Texto de la página:
/---
En la ambigüedad del Vaticano II rondan dos posiciones contrarias. Dos
cartas contradictorias que se exhiben convenientemente según las
circunstancias, presentando una tesis y una antítesis en busca de una síntesis.
Posiciones que se reflejan en el extraño sínodo actual sobre la familia
convocado por Francisco donde él mismo, en vez de condenar las herejías con
energía imponiendo su autoridad y la de la misma Doctrina ya prescrita por
Nuestro Señor, se hace cómplice de sus cardenales herejes no excomulgándolos
sino dándoles juego.
Así, los teólogos modernos se dividen en dos grupos. El primero,
celebra abierta y jubilosamente el llamado “1789 de la Iglesia”, la revolución
del antisyllabus, la destrucción de la teología medieval considerando la
Iglesia anterior al Vaticano II retrógrada o fundamentalista; este espécimen
teológico anda suelto haciendo lo suyo por todos los amplios ámbitos de la Iglesia destruyendo dogmas, comunidades
religiosas y liturgias sin que haya autoridad católica que le ponga freno.
Es que, además, las jerarquías modernas derogaron en la práctica el Santo
Oficio y dejaron sin oficio al “Index librorum prohibitorum”.
\---
(Parte de un archivo de datos)
/---
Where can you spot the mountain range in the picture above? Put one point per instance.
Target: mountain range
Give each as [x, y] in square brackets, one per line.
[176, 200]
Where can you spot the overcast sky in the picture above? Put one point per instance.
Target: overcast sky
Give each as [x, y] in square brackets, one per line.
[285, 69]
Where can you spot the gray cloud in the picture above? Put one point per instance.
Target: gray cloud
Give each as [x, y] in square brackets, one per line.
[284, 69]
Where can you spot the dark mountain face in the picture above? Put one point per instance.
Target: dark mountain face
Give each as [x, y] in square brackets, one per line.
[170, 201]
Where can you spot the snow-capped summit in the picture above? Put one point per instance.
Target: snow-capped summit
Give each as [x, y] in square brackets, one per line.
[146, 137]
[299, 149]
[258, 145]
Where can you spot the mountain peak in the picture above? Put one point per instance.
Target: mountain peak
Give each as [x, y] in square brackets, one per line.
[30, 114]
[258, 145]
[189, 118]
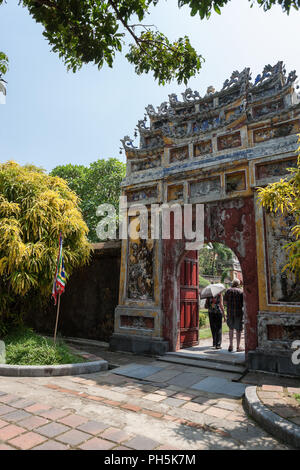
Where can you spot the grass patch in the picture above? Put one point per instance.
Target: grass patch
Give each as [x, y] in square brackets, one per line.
[205, 331]
[25, 347]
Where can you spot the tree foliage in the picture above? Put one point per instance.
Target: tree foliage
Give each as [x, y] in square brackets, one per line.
[3, 64]
[215, 259]
[34, 209]
[284, 196]
[97, 184]
[94, 31]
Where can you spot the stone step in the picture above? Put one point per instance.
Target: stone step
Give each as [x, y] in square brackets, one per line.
[236, 359]
[203, 364]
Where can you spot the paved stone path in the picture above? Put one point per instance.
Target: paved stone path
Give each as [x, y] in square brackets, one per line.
[281, 401]
[111, 411]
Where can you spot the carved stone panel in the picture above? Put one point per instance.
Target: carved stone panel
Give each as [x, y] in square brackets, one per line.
[202, 148]
[235, 181]
[275, 169]
[206, 187]
[283, 286]
[175, 192]
[267, 133]
[146, 164]
[137, 322]
[229, 141]
[179, 154]
[142, 194]
[140, 270]
[267, 108]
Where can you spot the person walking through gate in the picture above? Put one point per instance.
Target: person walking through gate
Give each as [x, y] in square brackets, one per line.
[234, 299]
[215, 312]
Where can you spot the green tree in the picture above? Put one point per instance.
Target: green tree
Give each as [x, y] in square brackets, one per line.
[84, 31]
[215, 259]
[34, 209]
[3, 64]
[284, 196]
[97, 184]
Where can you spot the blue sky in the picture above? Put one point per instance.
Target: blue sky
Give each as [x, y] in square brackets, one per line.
[54, 117]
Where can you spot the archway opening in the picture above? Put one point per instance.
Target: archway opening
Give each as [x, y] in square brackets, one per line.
[213, 263]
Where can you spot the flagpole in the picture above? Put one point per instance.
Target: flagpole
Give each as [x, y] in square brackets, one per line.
[57, 315]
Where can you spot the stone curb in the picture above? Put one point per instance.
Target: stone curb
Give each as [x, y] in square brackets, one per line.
[279, 427]
[51, 371]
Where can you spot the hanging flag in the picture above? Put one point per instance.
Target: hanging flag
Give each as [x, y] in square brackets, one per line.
[59, 282]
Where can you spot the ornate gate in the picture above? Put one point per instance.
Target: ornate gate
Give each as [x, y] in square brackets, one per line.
[189, 300]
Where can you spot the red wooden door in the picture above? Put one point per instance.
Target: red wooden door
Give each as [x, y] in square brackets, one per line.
[189, 300]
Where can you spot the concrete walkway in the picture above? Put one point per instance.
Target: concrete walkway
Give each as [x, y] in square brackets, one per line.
[171, 407]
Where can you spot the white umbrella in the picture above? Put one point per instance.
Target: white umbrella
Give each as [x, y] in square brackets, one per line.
[212, 290]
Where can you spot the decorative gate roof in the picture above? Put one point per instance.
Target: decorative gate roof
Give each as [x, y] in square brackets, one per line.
[242, 115]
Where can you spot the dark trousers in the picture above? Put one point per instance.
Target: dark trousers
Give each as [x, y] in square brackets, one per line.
[215, 321]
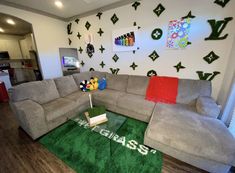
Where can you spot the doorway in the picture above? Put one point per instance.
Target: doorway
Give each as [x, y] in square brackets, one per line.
[18, 53]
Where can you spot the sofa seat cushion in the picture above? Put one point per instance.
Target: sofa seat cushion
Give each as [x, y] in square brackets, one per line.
[107, 96]
[137, 85]
[136, 103]
[78, 97]
[57, 108]
[189, 90]
[66, 85]
[181, 128]
[117, 82]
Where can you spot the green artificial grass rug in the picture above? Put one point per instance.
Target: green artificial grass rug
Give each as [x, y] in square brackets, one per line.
[87, 151]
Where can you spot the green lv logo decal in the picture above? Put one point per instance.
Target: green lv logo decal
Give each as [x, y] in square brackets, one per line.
[217, 28]
[207, 76]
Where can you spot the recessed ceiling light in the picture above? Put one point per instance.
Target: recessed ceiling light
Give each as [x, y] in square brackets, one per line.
[59, 4]
[11, 22]
[1, 30]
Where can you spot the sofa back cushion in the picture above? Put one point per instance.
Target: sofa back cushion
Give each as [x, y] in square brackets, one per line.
[137, 85]
[116, 82]
[78, 77]
[98, 74]
[38, 91]
[66, 85]
[189, 90]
\---
Tareas del ejercicio:
#1 Reproduzca del texto sobre el Vaticano II el fragmento comprendido entre "Posiciones que se" y "sino dándoles juego.", ambos inclusive.
#2 Indique si cada afirmación concuerda con el texto sobre el Vaticano II, respondiendo sí o no y citando literalmente las palabras que lo determinan.
(a) Los teólogos modernos se dividen en dos grupos.
(b) Francisco excomulgó a los cardenales herejes.
(c) Las jerarquías modernas restablecieron el Santo Oficio.
#3 Responda brevemente, según el texto sobre el Vaticano II:
(a) ¿Sobre qué tema es el sínodo actual convocado por Francisco?
(b) ¿Qué nombre da el texto a lo que el primer grupo de teólogos celebra abierta y jubilosamente?
(c) ¿Qué índice quedó sin oficio?

Resultados en orden:
#1
Posiciones que se reflejan en el extraño sínodo actual sobre la familia
convocado por Francisco donde él mismo, en vez de condenar las herejías con
energía imponiendo su autoridad y la de la misma Doctrina ya prescrita por
Nuestro Señor, se hace cómplice de sus cardenales herejes no excomulgándolos
sino dándoles juego.

#2
(a) Sí: "los teólogos modernos se dividen en dos grupos".
(b) No: "se hace cómplice de sus cardenales herejes no excomulgándolos sino dándoles juego".
(c) No: "las jerarquías modernas derogaron en la práctica el Santo Oficio".

#3
(a) Sobre la familia.
(b) El "1789 de la Iglesia".
(c) El "Index librorum prohibitorum".